ACTION ITEM
Retype the records exactly, with nothing added or dropped.

(Stored dataset items)

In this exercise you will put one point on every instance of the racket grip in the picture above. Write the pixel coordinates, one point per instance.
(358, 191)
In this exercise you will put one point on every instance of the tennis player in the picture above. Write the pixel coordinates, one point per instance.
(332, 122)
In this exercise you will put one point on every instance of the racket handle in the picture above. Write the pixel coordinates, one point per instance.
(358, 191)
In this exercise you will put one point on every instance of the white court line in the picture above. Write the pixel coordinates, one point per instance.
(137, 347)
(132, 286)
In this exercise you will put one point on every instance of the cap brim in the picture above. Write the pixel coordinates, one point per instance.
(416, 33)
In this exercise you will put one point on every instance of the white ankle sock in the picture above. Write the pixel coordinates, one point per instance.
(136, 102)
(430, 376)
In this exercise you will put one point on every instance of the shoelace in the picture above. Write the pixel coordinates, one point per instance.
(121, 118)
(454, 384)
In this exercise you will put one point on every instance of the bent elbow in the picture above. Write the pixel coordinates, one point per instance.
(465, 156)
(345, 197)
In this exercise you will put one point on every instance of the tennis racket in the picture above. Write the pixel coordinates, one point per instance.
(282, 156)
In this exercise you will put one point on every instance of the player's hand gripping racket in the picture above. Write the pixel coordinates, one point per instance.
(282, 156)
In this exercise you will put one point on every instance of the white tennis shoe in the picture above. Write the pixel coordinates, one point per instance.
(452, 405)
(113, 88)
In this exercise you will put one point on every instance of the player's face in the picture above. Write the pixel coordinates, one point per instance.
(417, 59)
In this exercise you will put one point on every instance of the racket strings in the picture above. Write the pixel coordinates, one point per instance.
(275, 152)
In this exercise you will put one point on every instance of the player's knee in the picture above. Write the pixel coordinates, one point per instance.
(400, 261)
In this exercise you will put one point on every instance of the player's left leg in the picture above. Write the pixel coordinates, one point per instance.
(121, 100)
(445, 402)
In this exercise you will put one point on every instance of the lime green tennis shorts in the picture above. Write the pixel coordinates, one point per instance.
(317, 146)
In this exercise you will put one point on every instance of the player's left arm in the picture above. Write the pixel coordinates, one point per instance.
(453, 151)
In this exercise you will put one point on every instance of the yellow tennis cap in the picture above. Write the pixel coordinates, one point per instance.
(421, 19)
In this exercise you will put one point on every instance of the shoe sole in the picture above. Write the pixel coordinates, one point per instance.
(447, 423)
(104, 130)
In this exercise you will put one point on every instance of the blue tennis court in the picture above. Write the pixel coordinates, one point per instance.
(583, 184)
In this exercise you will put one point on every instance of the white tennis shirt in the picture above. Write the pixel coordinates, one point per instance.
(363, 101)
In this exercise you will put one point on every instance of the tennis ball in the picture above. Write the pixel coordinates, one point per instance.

WRITTEN RESPONSE
In this exercise you will put one point on every instance of the racket grip in the picture above. Write the pixel coordinates, one point per instance.
(358, 191)
In this exercise you will put one point on every instance of the tennis player in the picture above. Write the pixel coordinates, one point per instance.
(332, 122)
In this exercise you will put one point on every instance of the racket handle in the picture above. Write the pixel coordinates, one point per instance.
(358, 191)
In this exercise you will put one point on every instance of the white court line in the picture above. Write the pixel coordinates, one point per instance.
(137, 347)
(132, 286)
In this exercise you will put one point on every instance of the cap brim in the picture above. Write the pixel coordinates, one point per instance.
(416, 33)
In this exercise you will put one point on every instance of the white ankle sock in the picture above. Write the pixel coordinates, one point per instance.
(136, 102)
(430, 376)
In this exercise you will put one point on every instance of the shoelace in the picture above. Write the pixel coordinates, one point per instance.
(121, 118)
(454, 384)
In this exercise you will put one point on every instance of the bent elbow in the picture above. Write the pixel coordinates, one point per instance.
(465, 156)
(345, 197)
In this exercise you will put one point on every instance of the tennis racket in the picture above. Write the pixel coordinates, one point per instance.
(282, 156)
In this exercise you will put one point on every instance of the player's hand gripping racket in the picture above. Write the pixel coordinates, one point per instance.
(282, 156)
In this exercise you will put one point on every instance of the white tennis shoe in the picture above. Write the pixel coordinates, one point per instance.
(452, 405)
(113, 88)
In this exercise you will put one point on every instance of the player's face in the picture above. Write the pixel coordinates, one point per instance.
(417, 59)
In this exercise you will put one point on every instance of the racket strings in the picture above. Write the pixel coordinates, one point per instance.
(275, 152)
In this exercise you will put one point on every instance of the player's knee in the picture above. Write the pixel coordinates, one point per instance.
(400, 261)
In this exercise you will put one point on every instance of the player's left leg in the picture above. Write the pixel coordinates, one point per instance.
(121, 100)
(445, 402)
In this exercise you will put one point on every instance of the lime green tennis shorts in the picture above. Write the pixel coordinates, one point per instance.
(317, 146)
In this exercise you will put one point on every instance of the player's left arm in the picture above. Write the pixel coordinates, one point per instance.
(453, 151)
In this exercise you will put one point on every instance of the yellow tennis cap in the picture above. Write the pixel coordinates, one point per instance.
(421, 19)
In this exercise you will put one point on every instance of the shoe sole in the picture above. Write the pixel coordinates, one point per instance.
(447, 423)
(104, 130)
In this exercise you will put one point on every instance of the blue tennis court in the picture above. Write the pixel coordinates, one point per instance.
(583, 184)
In this exercise you will put one point on every instance of the white tennis shirt in the picture above. Write the pixel coordinates, one point per instance.
(363, 101)
In this exercise you will put one point on every instance of the tennis ball in the picture above. Write the pixel coordinates, one point per instance.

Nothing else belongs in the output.